> ページ抜粋:
---*---

新潟豊実自然塾を終えて

心を育てる学習塾WIN&WINセミナー

塾長 古田 修一     

新潟豊実自然塾を開催するまで

 8月10日から12日までの2泊3日で、私たちの塾が毎年恒例で行っている自然塾を無事に終えることができました。今回は、佐藤賢太郎先生との貴重な出会いから、毎年行っている自然塾を、新潟豊実のコスモ夢舞台の地をお借りして実施することになりました。タイミングも全て良く、ちょうど、佐藤先生・大塚先生を中心として、「コスモ夢舞台塾」を本格的に稼動させようと考えられている時期でもあり、お互いにwin&winの関係を結べるような企画になったと思います。

 毎年、私たちは自然塾を行ってきましたが、私が新しく塾長に就任してから、楽しみながら、教育効果も上げることができる自然塾を考えていました。これまでは、確かに楽しみの要素はありましたが、いま一つ教育的なものが欲しいと考えていました。

 今後の心を育てる学習塾を作っていくうえで、どうすれば教育効果の上がる企画を運営できるかを考えているときに、佐藤先生と出会いました。佐藤先生と初めてお話をさせていただき、印象にのこったこととして、「今の子どもたちには、考える力・創造力をつけていく必要がある」という考えがありました。現代の生活では、ボタン一つで機械が全てのことをやってくれますし、子どもの遊びも、コンピュータを使ったものが主流になっていて、自ら考えて行動する機会が少なくなっています。このことは、何も子どもたちだけではなく、私たち大人にも同じことが言えるように感じます。便利な世の中になり、考える機会を減らしています。どこかに旅に出るにしても、時刻表を読むことなく、時刻表検索を使えば、一発で時間と料金と、乗り換えポイントを知ることができます。また、車で出かけるにしても、以前はロードマップを片手に、どの道で行けば最短で到着することができるかを考えていましたが、今ではカーナビゲーションが自動的に最短距離を検索してくれます。そんな、日頃の生活一つ一つを取ってみても、考える機会が以前に比べるとだいぶ減ってきているように感じます。

 佐藤先生との話の中でもありましたが、こんな便利な道具などに依存しきった生活に慣れてしまうと、いざ震災などの災害時に、ライフラインがストップしたら、何も無い状況に対応が取れない現代人は、慌てふためいてしまうのでしょう。

 この自然塾を通して、子どもたちだけではなく、私たち大人も、生きていく力、そして考える力をつける機会として、この自然塾は有意義な企画になったと思っています。

---*---

> 提供情報:
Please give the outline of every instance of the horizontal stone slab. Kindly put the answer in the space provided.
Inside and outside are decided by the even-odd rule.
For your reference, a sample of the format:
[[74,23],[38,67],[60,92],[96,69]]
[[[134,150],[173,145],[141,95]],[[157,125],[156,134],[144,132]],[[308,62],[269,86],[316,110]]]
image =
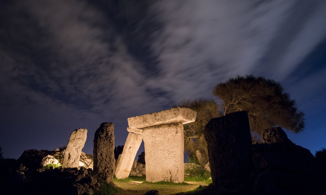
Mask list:
[[141,129],[137,129],[128,127],[127,128],[127,131],[128,131],[128,132],[130,133],[134,133],[139,135],[142,135],[142,130]]
[[158,112],[128,118],[129,127],[139,129],[174,122],[185,124],[194,122],[197,113],[187,108],[176,107]]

---*---

> 課題 A: 自然塾の文章のうち、「8月10日から12日までの2」から「うな企画になったと思います。」までを、その語句も含めて一字も変えずに書き写してください。
> 課題 B: 次の(i)〜(iii)が自然塾の文章の内容と合っているかを「はい」か「いいえ」で答え、それぞれ判断の根拠となる本文の語句をそのまま引用してください。(i) 自然塾は2泊3日の日程で行われた。(ii) 今回の自然塾は、塾が所有する施設で実施された。(iii) 筆者は、考える機会が減っているのは子どもたちだけだと述べている。

> 解答 A:
8月10日から12日までの2泊3日で、私たちの塾が毎年恒例で行っている自然塾を無事に終えることができました。今回は、佐藤賢太郎先生との貴重な出会いから、毎年行っている自然塾を、新潟豊実のコスモ夢舞台の地をお借りして実施することになりました。タイミングも全て良く、ちょうど、佐藤先生・大塚先生を中心として、「コスモ夢舞台塾」を本格的に稼動させようと考えられている時期でもあり、お互いにwin&winの関係を結べるような企画になったと思います。

> 解答 B:
(i) はい 「8月10日から12日までの2泊3日で」
(ii) いいえ 「新潟豊実のコスモ夢舞台の地をお借りして実施することになりました」
(iii) いいえ 「このことは、何も子どもたちだけではなく、私たち大人にも同じことが言えるように感じます」